> _EXERCISE_: Would you repeat the listing below exactly, with no pictures in it?

*** INPUT RECORDS Section Begins ***

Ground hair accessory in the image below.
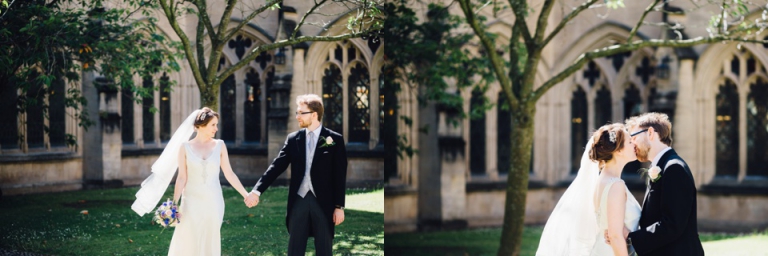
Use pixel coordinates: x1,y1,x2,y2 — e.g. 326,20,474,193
199,112,207,121
609,130,616,143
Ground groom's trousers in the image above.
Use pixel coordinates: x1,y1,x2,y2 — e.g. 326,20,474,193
287,193,332,256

*** INPUT RECORDS Section Ends ***

> _RESULT OF THE EXERCISE_:
Ground hair accessory in the image below.
Use pixel coordinates: x1,y1,x2,y2 — e.g. 326,20,474,193
199,112,207,121
609,130,616,143
Ground groom's trousers in the image above.
Use pixel coordinates: x1,y1,x2,y2 — e.g. 326,20,474,193
287,193,332,256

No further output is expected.